* ページ *

§

ELCAS・最先端科学の体験型学習講座(京都大学理学部)未来の科学者養成講座

ELCAS・最先端科学の体験型学習講座(京都大学理学部)未来の科学者養成講座

体験アーカイブ・2010年2月6日

体験学習コースの受講模様を分野別に掲載しております。

数学

チューター:丸橋 広和(修士課程 1回生),竹内 光(修士課程 1回生)広瀬 稔(修士課程 1回生)

実施場所:理学研究科3号館109号

Shuffling cardsの章に入った。 「(プロ野球チップス、またはポケモン等の)カード集めが趣味の人がいるとして、n種類集めるまでに果たしてだいたい何回くらい買わないといけないか」(Coupon collector's problem)という回数の期待値を求める本の箇所を解説してもらった。 調和級数がlogで近似できるという部分が高校1年生には少し難しかったかなと感じた。



受講したELCASメンバーの感想文

  • 難しかったけど理解はできた。次の発表頑張りたいです。
  • 今日は確率をしました。私はもともと確率は苦手で分からなかったらどうしようと不安になりましたが、分かりやすく教えて下さったので良かったです。
  • 今日は私が解説の担当だったのですが難しくてうまく説明できませんでした。次こそちゃんと説明できるようにしっかり勉強しようと思います。しかし新しい数学の記号を知れたのは面白かったです。
  • 今日の内容はだいたい理解できてよかった。
  • The coupon collector についてやった。H_nとかeとか知らない記号がいっぱいでできた。

物理   

米澤 進吾(助教) 

チューター:野沢 勇樹(学部4回生)

実施場所:理学部5号館511号室

前回は低温で電子が止まってしまわない理由をフェルミエネルギーを用いて説明したが、それらの議論は絶対零度でかつ粒子に相互作用が働かないという仮定のもとであった。なので今回の講義では、有限温度でかつ粒子に働く相互作用を考慮したとき、その影響は無視できることを説明した。また前回出された宿題の解説も行った。 後半は米澤さんの所属する固体量子物性の実験室を見学した。ヘリウム3冷凍機や、希釈冷凍機などの冷凍機を実際に見た。

§

* 課題 *
ELCAS体験学習講座のページを、最後の文のあとから続けて書いてください。

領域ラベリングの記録

§

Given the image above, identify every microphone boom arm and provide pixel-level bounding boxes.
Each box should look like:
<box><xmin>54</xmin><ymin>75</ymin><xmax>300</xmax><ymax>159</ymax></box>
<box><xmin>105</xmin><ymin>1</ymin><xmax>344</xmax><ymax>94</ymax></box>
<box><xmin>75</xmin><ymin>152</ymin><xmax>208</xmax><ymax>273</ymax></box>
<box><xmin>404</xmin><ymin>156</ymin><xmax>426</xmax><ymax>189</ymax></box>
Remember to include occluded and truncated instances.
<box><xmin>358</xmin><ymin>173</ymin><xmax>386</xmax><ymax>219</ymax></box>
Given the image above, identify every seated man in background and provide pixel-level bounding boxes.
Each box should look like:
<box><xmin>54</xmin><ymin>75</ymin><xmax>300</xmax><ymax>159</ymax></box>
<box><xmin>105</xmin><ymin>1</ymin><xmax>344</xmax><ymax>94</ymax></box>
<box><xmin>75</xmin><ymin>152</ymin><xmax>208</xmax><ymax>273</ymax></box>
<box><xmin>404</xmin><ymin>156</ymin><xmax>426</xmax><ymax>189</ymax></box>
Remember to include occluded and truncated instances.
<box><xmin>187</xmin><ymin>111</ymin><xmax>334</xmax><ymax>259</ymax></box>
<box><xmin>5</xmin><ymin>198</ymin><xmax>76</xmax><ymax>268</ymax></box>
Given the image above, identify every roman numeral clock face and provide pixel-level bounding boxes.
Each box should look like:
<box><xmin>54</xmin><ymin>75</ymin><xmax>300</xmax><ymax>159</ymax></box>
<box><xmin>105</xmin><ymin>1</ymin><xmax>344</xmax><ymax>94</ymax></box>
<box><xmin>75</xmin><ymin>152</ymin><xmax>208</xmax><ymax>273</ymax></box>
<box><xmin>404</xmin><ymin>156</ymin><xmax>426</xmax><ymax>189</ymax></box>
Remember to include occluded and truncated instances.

§

* 解答 *
 
講義の様子
ラボツアーの様子 ヘリウム3冷凍機

 

 

受講したELCASメンバーの感想文

  • 今まで写真でしか見たことがなかった冷凍機などの実験器具が見れてうれしかったです。
  • 研究室は何度言っても楽しい。冷凍装置がいろいろな手法を使っているのがすごく面白かった。ただ単に液体窒素で冷やしたり液体ヘリウムで冷やすだけじゃなくて、蒸発を利用したり、特にヘリウム3とヘリウム4の微妙な違いを見事に活用してるのを見た時には感動してしまった。
  • いろいろな研究所を見学できて楽しかったです。ヘリウムを溜める部屋を見れなかったのは残念でした。また機会があれば入って見てみたいです。
  • ラボツアーが意外に面白かったです。おもに突っ込むところが多かったので。フェルミオンの振る舞いについても楽しくいろいろと分かりました。前回のフェルミエネルギーの結論も理解できました。
  • 実際に研究室に入れてよかったです。繊細な機器ばっかりなのに、いろいろな原始的な工夫がされていたのが面白かったです。
  • 同じエネルギーに入れる粒子が1つしかないことで、金属中の電子はフェルミエネルギーという高いエネルギーを極低温でも持っていて、銅だとフェルミ温度はだいたい8,000Kもあるそうで、イメージからすると非常に高い感じがするので驚きだなあと思います。
  • 後半の研究室ツアーではヘリウム3とヘリウム4を混ぜた時のヘリウム3の状態変化を利用した、新しい化合物をつくるためのアーク炉を見ることができました。ヘリウム3は高価らしく使用済みヘリウム3の回収管が天井をはっているのが何となく面白いなあと思いました。
  • Fermi粒子が1つの状態に1つしか存在できないときに、熱エネルギーや相互作用について考える必要がないかを教えてもらいました。図を使ったせつめいでわかりやすかったです。その後のラボツアーではヘリウム3とヘリウム4の性質の違いを利用した希釈冷凍機を見ました。同位体なのにこんなに性質の違うヘリウムってすごいなあと思いました。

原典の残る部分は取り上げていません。